WORK TO BE COMPLETED: Format every line of the data below as a JSON list of strings, one string per line, and leave out the blank lines.

begin PROVIDED RECORDS

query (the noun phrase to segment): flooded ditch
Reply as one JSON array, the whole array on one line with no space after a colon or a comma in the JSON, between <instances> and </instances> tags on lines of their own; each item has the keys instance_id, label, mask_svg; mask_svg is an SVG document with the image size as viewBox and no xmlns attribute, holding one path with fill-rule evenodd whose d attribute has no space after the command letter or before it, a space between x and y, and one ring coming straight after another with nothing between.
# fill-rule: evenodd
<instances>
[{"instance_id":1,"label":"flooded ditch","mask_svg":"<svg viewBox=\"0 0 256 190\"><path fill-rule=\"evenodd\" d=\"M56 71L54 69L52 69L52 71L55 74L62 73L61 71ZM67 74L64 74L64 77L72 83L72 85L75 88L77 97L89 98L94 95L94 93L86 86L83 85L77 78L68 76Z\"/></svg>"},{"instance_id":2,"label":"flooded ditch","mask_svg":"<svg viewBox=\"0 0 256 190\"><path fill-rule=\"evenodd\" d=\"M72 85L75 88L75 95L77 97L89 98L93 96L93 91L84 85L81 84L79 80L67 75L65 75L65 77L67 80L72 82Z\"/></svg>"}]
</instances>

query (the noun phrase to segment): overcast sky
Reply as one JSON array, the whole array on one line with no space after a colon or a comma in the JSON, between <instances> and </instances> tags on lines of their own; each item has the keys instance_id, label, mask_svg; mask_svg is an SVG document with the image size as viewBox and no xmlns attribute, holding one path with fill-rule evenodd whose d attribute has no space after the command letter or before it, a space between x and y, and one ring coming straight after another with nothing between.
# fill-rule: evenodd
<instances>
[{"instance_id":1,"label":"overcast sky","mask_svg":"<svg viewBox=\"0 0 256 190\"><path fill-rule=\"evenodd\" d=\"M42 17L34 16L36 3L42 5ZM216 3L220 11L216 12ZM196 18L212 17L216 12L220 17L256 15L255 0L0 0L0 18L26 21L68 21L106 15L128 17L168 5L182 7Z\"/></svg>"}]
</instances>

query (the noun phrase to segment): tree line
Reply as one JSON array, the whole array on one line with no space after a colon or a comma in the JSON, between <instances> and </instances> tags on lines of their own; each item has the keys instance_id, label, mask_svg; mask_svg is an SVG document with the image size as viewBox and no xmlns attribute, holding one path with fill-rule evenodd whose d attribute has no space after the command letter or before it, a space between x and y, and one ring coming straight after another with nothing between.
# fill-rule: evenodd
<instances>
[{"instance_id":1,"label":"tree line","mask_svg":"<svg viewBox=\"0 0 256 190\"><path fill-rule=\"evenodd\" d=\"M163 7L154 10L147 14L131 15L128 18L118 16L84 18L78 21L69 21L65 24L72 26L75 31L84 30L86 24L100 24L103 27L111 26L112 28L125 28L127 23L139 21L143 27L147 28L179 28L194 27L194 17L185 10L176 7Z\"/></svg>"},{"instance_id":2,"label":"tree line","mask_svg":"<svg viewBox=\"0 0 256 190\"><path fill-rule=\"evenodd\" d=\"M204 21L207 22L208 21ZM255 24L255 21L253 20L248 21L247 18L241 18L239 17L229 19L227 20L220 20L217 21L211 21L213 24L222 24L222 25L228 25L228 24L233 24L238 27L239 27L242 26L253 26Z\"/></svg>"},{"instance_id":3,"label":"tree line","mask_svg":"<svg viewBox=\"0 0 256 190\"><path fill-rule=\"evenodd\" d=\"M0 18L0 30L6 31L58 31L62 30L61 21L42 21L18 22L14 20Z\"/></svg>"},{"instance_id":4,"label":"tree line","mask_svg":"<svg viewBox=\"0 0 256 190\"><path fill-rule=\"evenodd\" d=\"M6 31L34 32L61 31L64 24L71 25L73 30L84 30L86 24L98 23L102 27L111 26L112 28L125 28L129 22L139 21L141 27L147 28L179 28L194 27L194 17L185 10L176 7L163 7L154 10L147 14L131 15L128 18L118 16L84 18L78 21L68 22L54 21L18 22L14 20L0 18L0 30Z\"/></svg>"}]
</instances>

end PROVIDED RECORDS

SOLUTION FOR THIS TASK:
[
  "query (the noun phrase to segment): flooded ditch",
  "Reply as one JSON array, the whole array on one line with no space after a colon or a comma in the JSON, between <instances> and </instances> tags on lines of their own; each item has the keys instance_id, label, mask_svg; mask_svg is an SVG document with the image size as viewBox and no xmlns attribute, holding one path with fill-rule evenodd whose d attribute has no space after the command letter or before it, a space between x and y, and one ring coming straight after another with nothing between.",
  "# fill-rule: evenodd",
  "<instances>",
  "[{\"instance_id\":1,\"label\":\"flooded ditch\",\"mask_svg\":\"<svg viewBox=\\\"0 0 256 190\\\"><path fill-rule=\\\"evenodd\\\" d=\\\"M56 71L54 69L52 69L52 71L55 74L62 73L61 71ZM67 74L64 74L64 77L72 83L72 85L75 88L77 97L89 98L94 95L94 93L86 86L83 85L77 78L68 76Z\\\"/></svg>\"},{\"instance_id\":2,\"label\":\"flooded ditch\",\"mask_svg\":\"<svg viewBox=\\\"0 0 256 190\\\"><path fill-rule=\\\"evenodd\\\" d=\\\"M72 85L75 88L75 95L77 97L89 98L93 96L93 91L84 85L81 84L79 80L67 75L65 75L65 77L67 80L72 82Z\\\"/></svg>\"}]",
  "</instances>",
  "query (the noun phrase to segment): overcast sky",
  "Reply as one JSON array, the whole array on one line with no space after a colon or a comma in the JSON, between <instances> and </instances> tags on lines of their own; each item has the keys instance_id, label, mask_svg; mask_svg is an SVG document with the image size as viewBox and no xmlns attribute, holding one path with fill-rule evenodd whose d attribute has no space after the command letter or before it, a space between x and y, and one ring coming straight after another with nothing between.",
  "# fill-rule: evenodd",
  "<instances>",
  "[{\"instance_id\":1,\"label\":\"overcast sky\",\"mask_svg\":\"<svg viewBox=\\\"0 0 256 190\\\"><path fill-rule=\\\"evenodd\\\" d=\\\"M42 17L34 16L36 3L42 5ZM216 3L220 11L216 12ZM196 18L212 17L216 12L220 17L256 15L255 0L0 0L0 18L26 21L68 21L106 15L128 17L168 5L182 7Z\\\"/></svg>\"}]",
  "</instances>",
  "query (the noun phrase to segment): tree line",
  "Reply as one JSON array, the whole array on one line with no space after a colon or a comma in the JSON, between <instances> and </instances> tags on lines of their own; each item has the keys instance_id, label, mask_svg; mask_svg is an SVG document with the image size as viewBox and no xmlns attribute, holding one path with fill-rule evenodd whose d attribute has no space after the command letter or before it, a space between x and y, and one ring coming straight after another with nothing between.",
  "# fill-rule: evenodd",
  "<instances>",
  "[{\"instance_id\":1,\"label\":\"tree line\",\"mask_svg\":\"<svg viewBox=\\\"0 0 256 190\\\"><path fill-rule=\\\"evenodd\\\" d=\\\"M163 7L154 10L147 14L131 15L128 18L118 16L84 18L78 21L69 21L65 24L72 26L75 31L84 30L86 24L100 24L103 27L111 26L112 28L125 28L127 23L139 21L143 27L147 28L179 28L194 27L194 17L185 10L176 7Z\\\"/></svg>\"},{\"instance_id\":2,\"label\":\"tree line\",\"mask_svg\":\"<svg viewBox=\\\"0 0 256 190\\\"><path fill-rule=\\\"evenodd\\\" d=\\\"M204 21L207 22L208 21ZM255 24L255 21L253 20L248 21L247 18L241 18L239 17L229 19L227 20L220 20L217 21L211 21L213 24L222 24L222 25L228 25L228 24L233 24L238 27L239 27L242 26L253 26Z\\\"/></svg>\"},{\"instance_id\":3,\"label\":\"tree line\",\"mask_svg\":\"<svg viewBox=\\\"0 0 256 190\\\"><path fill-rule=\\\"evenodd\\\" d=\\\"M0 18L0 30L6 31L58 31L62 30L61 21L42 21L18 22L14 20Z\\\"/></svg>\"},{\"instance_id\":4,\"label\":\"tree line\",\"mask_svg\":\"<svg viewBox=\\\"0 0 256 190\\\"><path fill-rule=\\\"evenodd\\\" d=\\\"M6 31L34 32L61 31L64 24L71 25L73 30L84 30L86 24L98 23L102 27L111 26L112 28L125 28L129 22L139 21L141 27L147 28L179 28L194 27L194 17L185 10L176 7L163 7L154 10L147 14L131 15L128 18L118 16L84 18L78 21L68 22L54 21L18 22L14 20L0 18L0 30Z\\\"/></svg>\"}]",
  "</instances>"
]